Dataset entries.
- Opening Delimiter -

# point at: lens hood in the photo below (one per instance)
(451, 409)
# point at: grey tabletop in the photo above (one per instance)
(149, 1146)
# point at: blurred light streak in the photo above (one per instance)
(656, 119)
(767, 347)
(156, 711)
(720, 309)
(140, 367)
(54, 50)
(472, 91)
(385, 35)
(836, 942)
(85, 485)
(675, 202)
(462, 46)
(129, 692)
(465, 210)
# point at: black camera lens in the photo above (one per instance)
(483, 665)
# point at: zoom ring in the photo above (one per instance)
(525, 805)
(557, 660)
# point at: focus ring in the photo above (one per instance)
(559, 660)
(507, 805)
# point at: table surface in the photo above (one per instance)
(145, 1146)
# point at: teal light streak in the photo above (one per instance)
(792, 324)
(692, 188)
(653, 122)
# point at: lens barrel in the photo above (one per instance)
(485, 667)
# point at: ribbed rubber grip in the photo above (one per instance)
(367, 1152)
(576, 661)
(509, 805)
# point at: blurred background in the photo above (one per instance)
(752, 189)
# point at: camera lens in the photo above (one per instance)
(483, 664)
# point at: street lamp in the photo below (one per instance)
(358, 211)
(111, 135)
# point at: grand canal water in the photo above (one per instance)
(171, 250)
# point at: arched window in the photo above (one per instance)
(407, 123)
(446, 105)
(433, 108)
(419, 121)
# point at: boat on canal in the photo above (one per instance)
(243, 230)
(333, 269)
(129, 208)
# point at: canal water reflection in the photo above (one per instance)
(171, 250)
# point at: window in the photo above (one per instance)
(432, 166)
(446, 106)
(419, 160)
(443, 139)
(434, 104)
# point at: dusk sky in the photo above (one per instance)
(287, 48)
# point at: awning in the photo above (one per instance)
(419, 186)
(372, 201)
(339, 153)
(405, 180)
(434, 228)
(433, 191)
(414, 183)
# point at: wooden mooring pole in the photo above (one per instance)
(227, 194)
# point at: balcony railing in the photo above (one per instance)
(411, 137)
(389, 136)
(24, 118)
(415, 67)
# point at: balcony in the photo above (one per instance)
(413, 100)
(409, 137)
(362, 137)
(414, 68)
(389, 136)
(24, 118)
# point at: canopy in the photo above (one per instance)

- Closing Delimiter -

From the line containing "# point at: street" through the last line of the records, output each line exactly and nothing more.

# point at: street lamp in the photo below (one per instance)
(358, 211)
(111, 135)
# point at: grand canal water in the photo above (one per instance)
(171, 250)
# point at: arched window in the photo above (one per instance)
(407, 123)
(446, 105)
(433, 108)
(419, 121)
# point at: boat on canal in the photo above (one per instance)
(243, 230)
(333, 269)
(129, 208)
# point at: canal water reflection in the photo above (one per instance)
(171, 250)
# point at: window in the photo above (one per instance)
(432, 166)
(446, 106)
(419, 160)
(443, 139)
(434, 104)
# point at: dusk sky in the photo above (one per instance)
(287, 48)
# point at: awning in the photo above (one per instance)
(419, 186)
(372, 201)
(339, 153)
(405, 180)
(434, 228)
(433, 191)
(414, 183)
# point at: wooden mooring pole in the photo above (one per instance)
(227, 194)
# point at: balcony railing in the photo above (one per instance)
(411, 137)
(389, 136)
(24, 118)
(415, 67)
# point at: balcony in the photo above (one per instance)
(413, 100)
(409, 137)
(362, 137)
(414, 68)
(389, 136)
(24, 118)
# point at: canopy in the photo above (one per instance)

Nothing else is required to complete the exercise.